• [Document extract]:
################
TRIBUTE TO THE DETERMINED SQUIRREL – Marilyn Armstrong

FOWC with Fandango — Tribute

When I went to buy my bird feeders, some feeders were listed as “squirrel-proof.”

After I read the reviews, it proved what I pretty much knew: No feeder is squirrel-proof. What the feeder I bought said was that though squirrels would get to it, the feeder was sturdy enough to still be a feeder after the squirrel finished eating.

Squirrels really eat. They get up on the feeder, usually the flat feeder. It’s easier for them being nothing but a large, flat hanging piece of wood with a screen on the bottom.  Today, though, it was full of frozen sleet and I don’t think any of the critters could get into it. I was up early because I had to call UMass Hospital and that’s always a lot more effort than it ought to be.

I called once and clearly whoever I was talking to didn’t know anything, so … I called again. After which, I called my current cardiologist. I got the piece of paper my cardiologist sent. But it was a release to give the hospital access to all the material they already had.

I called back and I said, “How am I supposed to fill this form out, especially because I already transferred all my medical information to you folks more than two years ago?”

I finally got transferred to the administrator of the cardiologist group and it all got straightened out in about two minutes. All I needed was to talk to someone who actually knew what was going on.

She told me not to worry, that the cardiologists all had access to pacemaker checking equipment and it wasn’t in a separate lab (as had been true both at Beth Israel and with my previous cardiologist), but was in the doctor’s office. I could decide if I to do my regular pacemaker checkups in person or via telephone.

Telephone? You can do it by REGULAR and not a special smartphone. Just a regular telephone connected on WiFi.

I knew it was possible, but I figured it required some special equipment I didn’t have — or at least, an application I would need to install. But apparently, any telephone will do the job. Isn’t that amazing?

And when she finished explaining this — which really made me feel a whole lot better — she gave me HER DIRECT TELEPHONE NUMBER.

I said: “I’ve had the hardest time trying to get in touch with people at UMass.”

“We have far too many phone numbers,” she agreed. “But this one will get you directly to me. I work 6am to 1pm, so if you call in the afternoon, leave a message and I promise to get right back to you!”
################
• [What this exercise asks]:
1. Answer these questions about the post on the determined squirrel:
(a) What did the reviews confirm about feeders listed as "squirrel-proof"?
(b) Where did the administrator say the pacemaker checking equipment was located?
(c) What hours does the administrator work?
2. Carry on the post about the determined squirrel, starting after its final sentence.

(Referring expression grounding data)
################
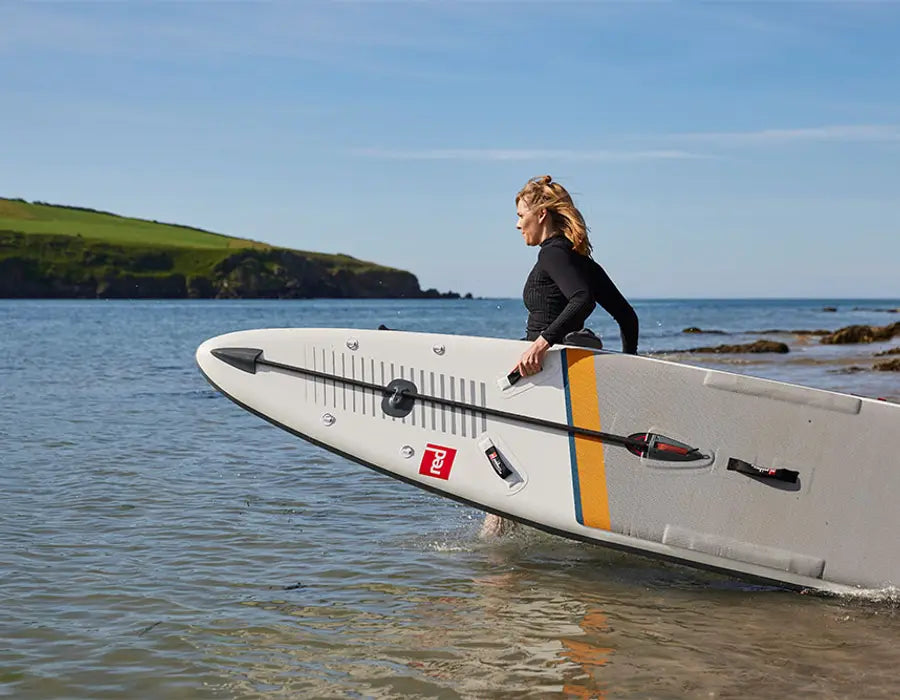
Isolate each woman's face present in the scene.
[516,197,544,245]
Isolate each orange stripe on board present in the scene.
[566,348,611,530]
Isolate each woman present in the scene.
[481,175,638,537]
[516,175,638,376]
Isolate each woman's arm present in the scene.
[594,262,640,355]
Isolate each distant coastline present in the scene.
[0,198,471,299]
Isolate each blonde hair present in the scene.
[516,175,591,255]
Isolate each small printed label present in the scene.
[419,443,456,481]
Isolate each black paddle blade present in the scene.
[625,433,707,462]
[210,348,262,374]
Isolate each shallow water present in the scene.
[0,300,900,698]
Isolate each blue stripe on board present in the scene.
[560,349,584,525]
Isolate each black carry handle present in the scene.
[727,457,800,484]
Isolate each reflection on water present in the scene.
[190,530,900,698]
[0,301,900,700]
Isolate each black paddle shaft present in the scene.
[250,351,648,450]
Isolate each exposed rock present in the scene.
[747,328,831,335]
[96,275,187,299]
[819,321,900,345]
[688,340,790,353]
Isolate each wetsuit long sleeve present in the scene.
[522,236,639,354]
[538,245,594,345]
[590,260,640,355]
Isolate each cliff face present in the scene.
[0,232,459,299]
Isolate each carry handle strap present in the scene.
[728,457,800,484]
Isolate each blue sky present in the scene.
[0,0,900,298]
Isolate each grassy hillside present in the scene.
[0,198,268,250]
[0,198,436,297]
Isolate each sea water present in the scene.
[0,299,900,698]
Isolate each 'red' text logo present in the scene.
[419,443,456,480]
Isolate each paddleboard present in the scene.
[196,328,900,592]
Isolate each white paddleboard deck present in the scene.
[197,329,900,592]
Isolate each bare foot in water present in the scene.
[478,513,516,539]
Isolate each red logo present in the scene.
[419,443,456,480]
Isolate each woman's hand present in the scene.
[516,335,550,377]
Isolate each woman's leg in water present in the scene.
[478,513,516,539]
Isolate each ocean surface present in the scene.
[0,299,900,699]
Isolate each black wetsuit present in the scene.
[522,236,638,354]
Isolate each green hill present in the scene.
[0,198,458,298]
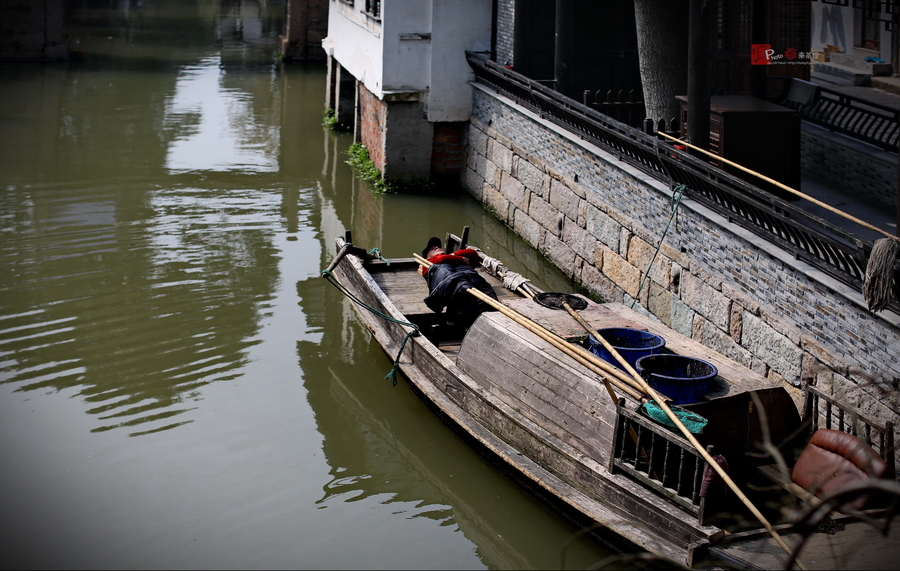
################
• [Results by task]:
1.
(a) No feeder is squirrel-proof.
(b) In the doctor's office.
(c) 6am to 1pm.

2.
Music to my ears. Truly, after the fiasco with AT&T (they actually sent me ” come back, we have deals!” last night proving they really don’t get it at all), to have someone give me a number I can call so I can talk to someone who  knows what’s going on and can give me an answer.


Gloria in excelsis Deo.

Please choose your favorite Deo or whichever individual, creation, or thing to whom (or which) you joyfully offer heartfelt gratitude. In my life, this varies dramatically depending on everything.


Anyway, that’s why I was up early and that’s how, having finished talking to the Cardiology Administrator (bless you, my dear) I wandered into the kitchen. I had brewed coffee and toasted an English muffin — and the window to the porch was easily visible from the kitchen and dining room.

There, wrapped around the hanging feeder, was a hungry squirrel. Eating. Not easily because getting seeds through the screen works better with a beak than a jaw … but he was doing it.

The squirrel looked at me. I looked at the squirrel. He went back to eating black sunflower seeds which all the larger birds from woodpeckers to doves love — and that includes squirrels.

I picked up my camera and took pictures and he moved around to make sure I had photographed his “good” side. I’m not sure he has a bad side. He hung in every possible position from which a big squirrel can hang from a feeder. He did, I noticed, have a nasty gash in the back of his neck, as if a hawk had tried to grab him. It was scabbed over, but it must have really hurt. I was glad he got a meal at my deck today.

Eventually, I got pictures from every angle and I wanted coffee. The toaster had popped. I wanted my muffin while it was hot.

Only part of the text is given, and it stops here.